§ Short exercise 1: From the text below on energy technology financing, list each outcome that the medium- and longer-term EU financing framework would bring about, according to the text.
§ Short exercise 2: In the text below on energy technology financing, what lending target in the energy field did the EIB set for 2010?
§ Short exercise 3: From the text below on energy technology financing, write out the stretch from "At the same" through "the energy sector.", word for word.

§ Text passage:
#####

Improving the coherence of public programmes

To increase effectiveness and efficiency, the Commission will focus on the implementation phase of the SET-Plan and continue to improve the coordination of existing Community Programmes in the field of energy and of other Community initiatives, such as the European Energy Programme for Recovery and the use of the 300 million EU Allowances set aside under the ETS for demonstration projects.

In implementing the SET-Plan, we will progressively move away from the current paradigm of financing individual projects to one of co-investing in programmes. Combining public resources effectively and creating flexible Public-Private Partnerships with industry should be the future model for pan-European energy research cooperation.

Such an approach calls for effective Public-Private Partnerships that, while fully protecting the public financial interests, strike the right balance between control and risk and are flexible enough to permit an efficient cooperation with the private players.

At the same time, in order to mobilise sufficient resources to finance large-scale demonstrations, we will look for new ways to combine resources from different actors and instruments, such as grants, loans and loan guarantees. The European Investment Bank (EIB) could play a pivotal role in improving the coordination and continuity of available funding, as illustrated by the Risk Sharing Finance Facility (RSFF) which combines resources from the FP7 budget with those of the EIB to finance higher-risk R&D projects, including in the energy sector.

In the medium and longer term, the EU should develop a framework to ensure a more significant, predictable and stable financing approach for the development of low carbon technologies. This would: enhance the coherence between existing and new actions; increase the effectiveness of our policies; gain focus and adequacy to the purpose; enhance transparency and avoid overlaps; and facilitate the comprehension of our actions by stakeholders and European citizens.

Actions with the European Investment Bank (EIB) – mobilising the financial community

EIB lending has the ability to mobilise and leverage other public and private sector resources. In the framework of its response to the financial crisis and as set out in the European Economic Recovery Plan[17], it has increased its lending target in the energy field to €9.5bn in 2009 and €10.25bn in 2010, a significant enhancement compared to the €6.5bn target in 2008.

#####

§ Material:
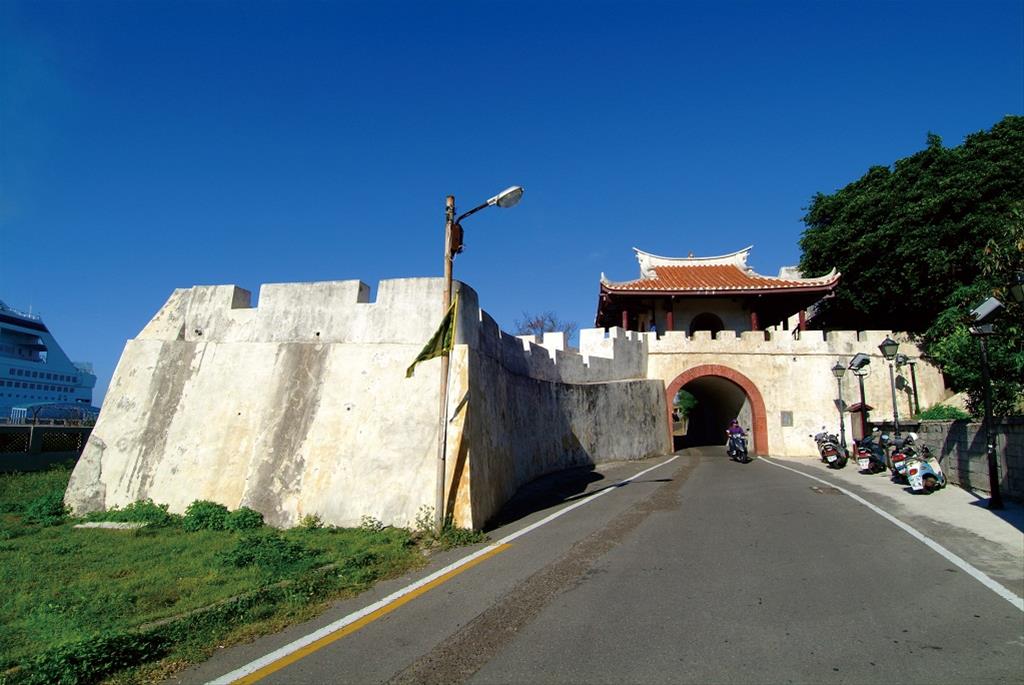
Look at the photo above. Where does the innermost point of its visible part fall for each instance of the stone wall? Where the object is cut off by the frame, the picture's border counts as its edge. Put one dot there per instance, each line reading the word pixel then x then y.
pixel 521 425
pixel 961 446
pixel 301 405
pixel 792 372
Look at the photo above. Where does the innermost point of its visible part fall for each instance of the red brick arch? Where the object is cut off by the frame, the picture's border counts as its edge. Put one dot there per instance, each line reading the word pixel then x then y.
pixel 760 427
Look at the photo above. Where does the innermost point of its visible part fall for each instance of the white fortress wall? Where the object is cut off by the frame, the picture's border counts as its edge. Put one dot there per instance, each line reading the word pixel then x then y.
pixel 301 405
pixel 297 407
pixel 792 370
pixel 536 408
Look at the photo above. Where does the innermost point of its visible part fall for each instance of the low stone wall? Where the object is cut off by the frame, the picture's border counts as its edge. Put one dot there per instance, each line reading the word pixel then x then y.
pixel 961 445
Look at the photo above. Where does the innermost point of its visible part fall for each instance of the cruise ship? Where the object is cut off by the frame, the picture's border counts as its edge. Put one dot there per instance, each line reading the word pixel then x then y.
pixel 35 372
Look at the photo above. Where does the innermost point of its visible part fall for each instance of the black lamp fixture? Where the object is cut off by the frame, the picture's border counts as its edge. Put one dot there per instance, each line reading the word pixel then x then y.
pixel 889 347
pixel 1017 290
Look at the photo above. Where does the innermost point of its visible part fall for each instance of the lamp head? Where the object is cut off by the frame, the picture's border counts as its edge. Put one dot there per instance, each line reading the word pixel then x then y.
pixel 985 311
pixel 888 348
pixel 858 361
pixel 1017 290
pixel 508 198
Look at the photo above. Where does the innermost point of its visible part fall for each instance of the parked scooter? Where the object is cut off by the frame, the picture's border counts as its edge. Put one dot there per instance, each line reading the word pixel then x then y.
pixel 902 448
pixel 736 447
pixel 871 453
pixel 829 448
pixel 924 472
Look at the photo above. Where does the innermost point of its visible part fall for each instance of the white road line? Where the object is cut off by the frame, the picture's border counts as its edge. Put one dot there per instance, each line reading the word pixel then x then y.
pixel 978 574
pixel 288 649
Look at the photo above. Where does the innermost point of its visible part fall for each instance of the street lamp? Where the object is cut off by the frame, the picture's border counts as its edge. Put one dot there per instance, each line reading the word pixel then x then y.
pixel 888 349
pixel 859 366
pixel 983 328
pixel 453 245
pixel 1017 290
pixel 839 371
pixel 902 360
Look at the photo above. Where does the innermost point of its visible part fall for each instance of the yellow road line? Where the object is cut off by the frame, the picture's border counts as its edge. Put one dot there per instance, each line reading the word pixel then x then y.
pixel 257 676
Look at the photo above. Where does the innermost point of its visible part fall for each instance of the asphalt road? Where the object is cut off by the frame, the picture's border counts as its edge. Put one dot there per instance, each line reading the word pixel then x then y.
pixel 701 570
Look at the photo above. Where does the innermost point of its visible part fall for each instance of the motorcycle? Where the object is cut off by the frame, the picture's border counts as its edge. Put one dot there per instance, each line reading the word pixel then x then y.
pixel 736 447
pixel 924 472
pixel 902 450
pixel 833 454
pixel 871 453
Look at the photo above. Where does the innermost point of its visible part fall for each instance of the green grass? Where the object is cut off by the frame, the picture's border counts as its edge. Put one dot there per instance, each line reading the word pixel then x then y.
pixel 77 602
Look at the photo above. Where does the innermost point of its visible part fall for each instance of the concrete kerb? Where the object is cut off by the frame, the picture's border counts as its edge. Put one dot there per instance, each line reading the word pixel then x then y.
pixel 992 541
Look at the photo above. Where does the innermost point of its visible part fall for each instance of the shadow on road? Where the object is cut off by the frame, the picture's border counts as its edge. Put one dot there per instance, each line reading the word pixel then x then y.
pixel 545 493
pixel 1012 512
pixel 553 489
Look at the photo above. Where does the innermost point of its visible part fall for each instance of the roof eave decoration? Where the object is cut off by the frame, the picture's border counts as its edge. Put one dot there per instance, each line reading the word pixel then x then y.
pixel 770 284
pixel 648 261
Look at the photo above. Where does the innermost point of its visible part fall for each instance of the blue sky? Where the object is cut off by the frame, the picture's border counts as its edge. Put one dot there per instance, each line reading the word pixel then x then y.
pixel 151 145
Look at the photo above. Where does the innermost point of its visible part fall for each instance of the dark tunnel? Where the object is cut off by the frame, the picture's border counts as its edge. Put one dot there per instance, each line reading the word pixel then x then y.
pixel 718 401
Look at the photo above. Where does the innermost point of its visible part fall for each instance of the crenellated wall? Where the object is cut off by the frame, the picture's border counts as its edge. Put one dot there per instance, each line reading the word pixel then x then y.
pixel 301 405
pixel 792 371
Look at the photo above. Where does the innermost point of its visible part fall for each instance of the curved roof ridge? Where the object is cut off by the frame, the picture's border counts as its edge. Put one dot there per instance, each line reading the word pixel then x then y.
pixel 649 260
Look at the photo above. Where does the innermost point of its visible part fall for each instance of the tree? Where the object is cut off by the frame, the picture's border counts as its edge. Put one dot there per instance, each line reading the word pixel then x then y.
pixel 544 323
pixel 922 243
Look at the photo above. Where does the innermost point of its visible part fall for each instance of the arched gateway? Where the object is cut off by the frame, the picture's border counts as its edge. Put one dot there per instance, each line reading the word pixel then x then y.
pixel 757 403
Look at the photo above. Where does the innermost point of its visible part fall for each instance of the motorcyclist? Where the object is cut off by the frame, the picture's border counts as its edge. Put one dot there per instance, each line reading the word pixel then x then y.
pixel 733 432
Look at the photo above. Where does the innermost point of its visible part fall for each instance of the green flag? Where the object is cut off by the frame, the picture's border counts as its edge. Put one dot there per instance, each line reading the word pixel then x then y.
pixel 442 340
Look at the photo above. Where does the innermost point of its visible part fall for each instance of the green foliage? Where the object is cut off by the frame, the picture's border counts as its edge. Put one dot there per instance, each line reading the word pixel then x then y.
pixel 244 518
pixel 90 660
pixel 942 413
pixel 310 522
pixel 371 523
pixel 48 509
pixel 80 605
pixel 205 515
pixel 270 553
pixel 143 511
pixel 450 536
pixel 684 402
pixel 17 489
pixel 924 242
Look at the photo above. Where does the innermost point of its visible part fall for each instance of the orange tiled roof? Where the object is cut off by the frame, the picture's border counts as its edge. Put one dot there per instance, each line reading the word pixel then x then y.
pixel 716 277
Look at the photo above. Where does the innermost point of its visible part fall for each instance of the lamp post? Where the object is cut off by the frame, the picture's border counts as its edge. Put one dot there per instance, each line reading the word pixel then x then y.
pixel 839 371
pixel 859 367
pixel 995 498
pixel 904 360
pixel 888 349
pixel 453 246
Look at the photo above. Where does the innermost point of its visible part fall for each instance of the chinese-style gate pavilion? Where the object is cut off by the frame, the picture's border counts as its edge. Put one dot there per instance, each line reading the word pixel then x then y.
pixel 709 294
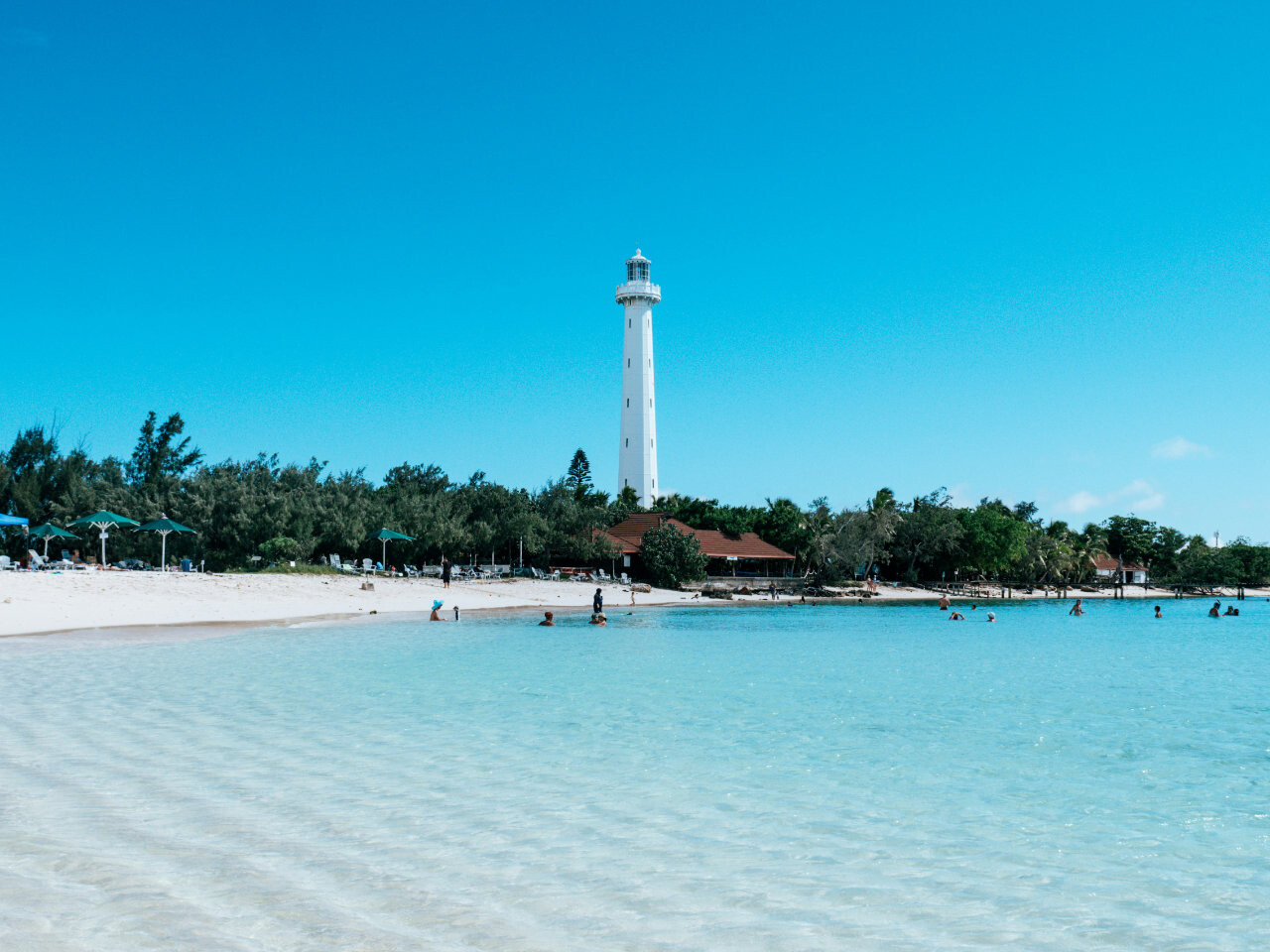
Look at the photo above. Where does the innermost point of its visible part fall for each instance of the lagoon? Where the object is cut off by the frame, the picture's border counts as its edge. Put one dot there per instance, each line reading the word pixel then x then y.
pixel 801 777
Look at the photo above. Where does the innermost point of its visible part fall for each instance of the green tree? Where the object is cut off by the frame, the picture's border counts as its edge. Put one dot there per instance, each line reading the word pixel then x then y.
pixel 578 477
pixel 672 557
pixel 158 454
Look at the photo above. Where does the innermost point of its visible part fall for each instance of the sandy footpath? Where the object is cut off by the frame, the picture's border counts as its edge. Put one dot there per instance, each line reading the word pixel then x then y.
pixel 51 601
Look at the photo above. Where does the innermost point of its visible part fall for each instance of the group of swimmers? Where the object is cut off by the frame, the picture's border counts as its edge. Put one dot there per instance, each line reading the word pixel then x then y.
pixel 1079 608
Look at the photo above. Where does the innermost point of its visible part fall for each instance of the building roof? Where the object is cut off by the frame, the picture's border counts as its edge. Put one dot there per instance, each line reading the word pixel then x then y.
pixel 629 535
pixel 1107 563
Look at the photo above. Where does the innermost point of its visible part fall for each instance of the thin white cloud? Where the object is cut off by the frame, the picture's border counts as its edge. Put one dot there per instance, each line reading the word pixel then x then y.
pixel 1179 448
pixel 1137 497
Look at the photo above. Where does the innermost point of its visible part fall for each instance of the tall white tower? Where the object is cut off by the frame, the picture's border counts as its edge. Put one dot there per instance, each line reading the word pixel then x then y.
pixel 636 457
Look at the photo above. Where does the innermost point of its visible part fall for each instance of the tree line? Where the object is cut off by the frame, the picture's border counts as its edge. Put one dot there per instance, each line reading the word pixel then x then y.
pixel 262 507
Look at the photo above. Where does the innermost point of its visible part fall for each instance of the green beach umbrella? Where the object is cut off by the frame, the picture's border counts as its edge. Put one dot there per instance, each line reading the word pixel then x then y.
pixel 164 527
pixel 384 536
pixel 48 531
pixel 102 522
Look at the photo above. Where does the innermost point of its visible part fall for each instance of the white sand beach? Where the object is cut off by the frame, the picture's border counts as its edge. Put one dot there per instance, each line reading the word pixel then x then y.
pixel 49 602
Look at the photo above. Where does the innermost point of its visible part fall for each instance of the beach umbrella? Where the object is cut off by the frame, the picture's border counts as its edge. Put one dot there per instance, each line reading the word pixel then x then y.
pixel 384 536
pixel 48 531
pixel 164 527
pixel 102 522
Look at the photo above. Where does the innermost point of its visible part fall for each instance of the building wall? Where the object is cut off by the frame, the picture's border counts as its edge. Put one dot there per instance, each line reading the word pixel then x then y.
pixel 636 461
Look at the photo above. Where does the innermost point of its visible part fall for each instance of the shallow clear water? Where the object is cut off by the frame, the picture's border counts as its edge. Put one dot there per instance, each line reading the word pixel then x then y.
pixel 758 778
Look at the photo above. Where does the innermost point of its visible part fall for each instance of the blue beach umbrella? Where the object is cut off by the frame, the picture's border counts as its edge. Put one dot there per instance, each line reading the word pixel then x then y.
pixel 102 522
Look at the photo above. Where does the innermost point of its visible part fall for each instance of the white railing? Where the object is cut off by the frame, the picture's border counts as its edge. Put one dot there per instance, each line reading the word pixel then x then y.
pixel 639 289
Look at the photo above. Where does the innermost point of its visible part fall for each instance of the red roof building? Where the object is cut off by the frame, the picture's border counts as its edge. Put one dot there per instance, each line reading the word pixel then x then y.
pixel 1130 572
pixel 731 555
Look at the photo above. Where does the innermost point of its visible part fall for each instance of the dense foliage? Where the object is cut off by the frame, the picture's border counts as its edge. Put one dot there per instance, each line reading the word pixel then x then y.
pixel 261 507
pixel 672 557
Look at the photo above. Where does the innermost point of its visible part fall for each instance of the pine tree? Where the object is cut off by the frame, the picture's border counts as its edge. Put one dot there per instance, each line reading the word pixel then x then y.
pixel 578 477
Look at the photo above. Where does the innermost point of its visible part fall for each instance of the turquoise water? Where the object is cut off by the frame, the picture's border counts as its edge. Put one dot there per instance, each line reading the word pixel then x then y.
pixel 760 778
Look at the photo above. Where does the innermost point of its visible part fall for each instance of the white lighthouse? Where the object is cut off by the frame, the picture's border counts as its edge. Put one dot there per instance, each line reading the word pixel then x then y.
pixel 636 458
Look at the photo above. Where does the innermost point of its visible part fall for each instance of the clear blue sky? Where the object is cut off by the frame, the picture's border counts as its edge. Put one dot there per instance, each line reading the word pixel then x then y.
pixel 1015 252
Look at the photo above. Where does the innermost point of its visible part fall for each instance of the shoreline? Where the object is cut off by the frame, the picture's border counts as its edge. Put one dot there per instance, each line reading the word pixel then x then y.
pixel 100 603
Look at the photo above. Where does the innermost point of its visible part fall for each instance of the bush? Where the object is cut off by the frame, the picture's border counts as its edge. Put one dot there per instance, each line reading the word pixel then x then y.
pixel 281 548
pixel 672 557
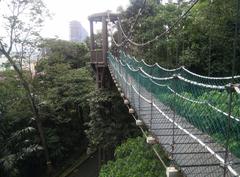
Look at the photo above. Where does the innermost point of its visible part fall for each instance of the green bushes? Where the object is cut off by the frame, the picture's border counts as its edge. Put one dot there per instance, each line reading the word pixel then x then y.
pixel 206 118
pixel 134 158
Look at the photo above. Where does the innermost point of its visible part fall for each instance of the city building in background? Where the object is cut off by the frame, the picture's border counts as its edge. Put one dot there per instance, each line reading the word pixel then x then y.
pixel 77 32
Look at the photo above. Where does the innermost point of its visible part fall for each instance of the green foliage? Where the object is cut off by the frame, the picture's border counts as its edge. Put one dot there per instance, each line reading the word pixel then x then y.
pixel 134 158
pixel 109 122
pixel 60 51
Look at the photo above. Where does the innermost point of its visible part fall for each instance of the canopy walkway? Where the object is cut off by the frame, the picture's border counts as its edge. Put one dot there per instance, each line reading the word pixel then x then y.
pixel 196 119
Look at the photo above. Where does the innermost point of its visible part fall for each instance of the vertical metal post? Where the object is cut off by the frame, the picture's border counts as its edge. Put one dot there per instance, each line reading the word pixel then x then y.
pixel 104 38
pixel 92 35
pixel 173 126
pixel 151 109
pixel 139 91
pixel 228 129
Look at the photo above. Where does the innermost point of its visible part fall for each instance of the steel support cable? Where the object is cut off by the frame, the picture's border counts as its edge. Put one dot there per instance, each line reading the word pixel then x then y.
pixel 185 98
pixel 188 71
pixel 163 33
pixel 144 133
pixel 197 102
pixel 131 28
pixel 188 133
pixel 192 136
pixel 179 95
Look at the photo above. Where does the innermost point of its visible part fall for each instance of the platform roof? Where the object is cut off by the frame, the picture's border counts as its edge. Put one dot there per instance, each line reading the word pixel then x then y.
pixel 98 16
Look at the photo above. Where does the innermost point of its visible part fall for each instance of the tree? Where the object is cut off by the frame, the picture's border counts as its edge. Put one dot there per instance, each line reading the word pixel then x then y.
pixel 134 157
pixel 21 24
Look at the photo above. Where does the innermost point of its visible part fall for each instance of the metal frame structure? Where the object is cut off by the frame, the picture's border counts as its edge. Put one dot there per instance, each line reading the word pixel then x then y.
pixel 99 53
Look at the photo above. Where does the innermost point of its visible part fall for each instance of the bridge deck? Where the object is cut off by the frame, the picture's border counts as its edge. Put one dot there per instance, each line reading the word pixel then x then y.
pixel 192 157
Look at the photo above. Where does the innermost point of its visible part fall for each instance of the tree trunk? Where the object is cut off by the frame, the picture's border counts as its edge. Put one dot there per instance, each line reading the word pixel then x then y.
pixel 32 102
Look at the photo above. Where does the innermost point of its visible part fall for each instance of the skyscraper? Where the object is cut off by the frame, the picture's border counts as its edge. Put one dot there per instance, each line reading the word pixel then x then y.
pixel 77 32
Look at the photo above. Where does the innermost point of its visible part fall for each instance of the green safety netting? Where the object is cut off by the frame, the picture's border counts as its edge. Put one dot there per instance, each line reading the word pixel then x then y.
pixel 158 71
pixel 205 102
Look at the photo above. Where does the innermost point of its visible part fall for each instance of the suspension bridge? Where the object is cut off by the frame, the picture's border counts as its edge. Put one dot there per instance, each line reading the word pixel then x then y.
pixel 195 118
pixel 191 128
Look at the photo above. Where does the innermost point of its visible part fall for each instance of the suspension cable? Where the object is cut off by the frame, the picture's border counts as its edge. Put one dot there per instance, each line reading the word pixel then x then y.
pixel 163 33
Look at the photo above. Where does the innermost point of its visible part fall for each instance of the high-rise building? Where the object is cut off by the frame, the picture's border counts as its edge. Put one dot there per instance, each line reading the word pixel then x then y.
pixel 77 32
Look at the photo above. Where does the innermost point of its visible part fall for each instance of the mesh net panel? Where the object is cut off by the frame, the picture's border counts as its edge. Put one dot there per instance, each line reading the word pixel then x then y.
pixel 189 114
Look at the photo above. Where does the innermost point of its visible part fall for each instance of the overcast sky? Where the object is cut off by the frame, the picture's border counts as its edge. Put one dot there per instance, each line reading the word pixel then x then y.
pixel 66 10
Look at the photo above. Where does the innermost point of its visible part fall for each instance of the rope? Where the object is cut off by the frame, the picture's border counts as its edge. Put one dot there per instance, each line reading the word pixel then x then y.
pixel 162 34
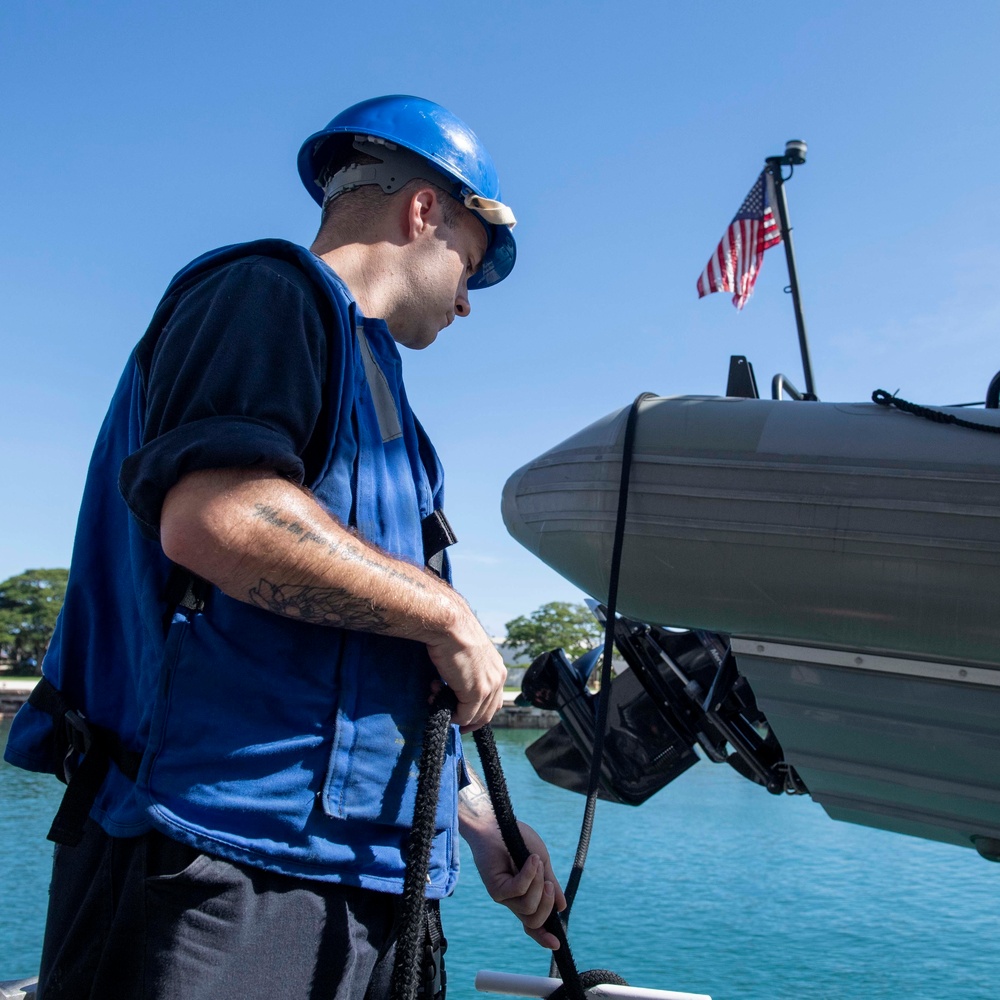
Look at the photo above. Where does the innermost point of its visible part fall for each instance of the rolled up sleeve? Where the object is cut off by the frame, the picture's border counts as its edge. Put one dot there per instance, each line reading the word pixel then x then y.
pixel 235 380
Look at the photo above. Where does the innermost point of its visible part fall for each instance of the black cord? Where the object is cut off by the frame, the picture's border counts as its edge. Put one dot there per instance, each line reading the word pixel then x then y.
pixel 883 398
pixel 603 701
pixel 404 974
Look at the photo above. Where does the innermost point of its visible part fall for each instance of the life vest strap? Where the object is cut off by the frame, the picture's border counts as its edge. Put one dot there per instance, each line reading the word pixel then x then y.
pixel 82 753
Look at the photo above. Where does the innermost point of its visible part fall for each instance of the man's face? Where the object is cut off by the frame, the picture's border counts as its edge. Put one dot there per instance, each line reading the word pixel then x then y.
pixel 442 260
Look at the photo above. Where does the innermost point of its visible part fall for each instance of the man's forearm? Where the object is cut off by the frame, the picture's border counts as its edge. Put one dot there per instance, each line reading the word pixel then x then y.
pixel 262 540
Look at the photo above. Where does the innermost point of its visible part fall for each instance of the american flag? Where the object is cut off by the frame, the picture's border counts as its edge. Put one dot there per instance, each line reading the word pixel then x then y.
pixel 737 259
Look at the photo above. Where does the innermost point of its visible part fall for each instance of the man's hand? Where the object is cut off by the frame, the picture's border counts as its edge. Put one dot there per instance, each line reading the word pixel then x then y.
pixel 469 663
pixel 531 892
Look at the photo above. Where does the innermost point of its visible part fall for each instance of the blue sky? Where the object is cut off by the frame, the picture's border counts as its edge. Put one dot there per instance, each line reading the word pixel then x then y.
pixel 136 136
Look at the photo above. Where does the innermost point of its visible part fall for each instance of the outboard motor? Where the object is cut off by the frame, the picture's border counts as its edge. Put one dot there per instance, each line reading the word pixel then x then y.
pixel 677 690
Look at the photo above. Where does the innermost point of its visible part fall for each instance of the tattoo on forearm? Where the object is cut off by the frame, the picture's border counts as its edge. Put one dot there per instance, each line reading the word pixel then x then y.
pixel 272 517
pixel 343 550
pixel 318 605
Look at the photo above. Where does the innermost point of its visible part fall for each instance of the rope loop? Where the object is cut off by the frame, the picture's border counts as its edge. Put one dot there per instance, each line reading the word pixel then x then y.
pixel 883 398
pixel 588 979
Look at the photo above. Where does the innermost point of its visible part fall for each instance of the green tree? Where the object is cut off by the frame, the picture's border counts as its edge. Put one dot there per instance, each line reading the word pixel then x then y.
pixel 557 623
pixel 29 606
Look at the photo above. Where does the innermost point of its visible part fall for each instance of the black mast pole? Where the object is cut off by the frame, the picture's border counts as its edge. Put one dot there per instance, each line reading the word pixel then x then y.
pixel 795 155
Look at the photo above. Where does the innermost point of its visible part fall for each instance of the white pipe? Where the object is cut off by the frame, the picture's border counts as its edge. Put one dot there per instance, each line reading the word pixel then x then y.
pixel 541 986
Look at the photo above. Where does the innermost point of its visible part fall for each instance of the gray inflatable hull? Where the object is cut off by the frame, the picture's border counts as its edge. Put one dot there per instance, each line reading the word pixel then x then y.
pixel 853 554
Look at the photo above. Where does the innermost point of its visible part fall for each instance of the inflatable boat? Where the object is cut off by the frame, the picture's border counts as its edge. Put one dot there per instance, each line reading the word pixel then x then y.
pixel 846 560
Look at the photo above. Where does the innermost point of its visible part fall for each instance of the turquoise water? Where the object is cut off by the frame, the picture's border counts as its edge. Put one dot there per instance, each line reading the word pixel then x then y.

#####

§ Expected output 1:
- Enhance the coherence between existing and new actions
- Increase the effectiveness of our policies
- Gain focus and adequacy to the purpose
- Enhance transparency and avoid overlaps
- Facilitate the comprehension of our actions by stakeholders and European citizens

§ Expected output 2: €10.25bn.

§ Expected output 3:
At the same time, in order to mobilise sufficient resources to finance large-scale demonstrations, we will look for new ways to combine resources from different actors and instruments, such as grants, loans and loan guarantees. The European Investment Bank (EIB) could play a pivotal role in improving the coordination and continuity of available funding, as illustrated by the Risk Sharing Finance Facility (RSFF) which combines resources from the FP7 budget with those of the EIB to finance higher-risk R&D projects, including in the energy sector.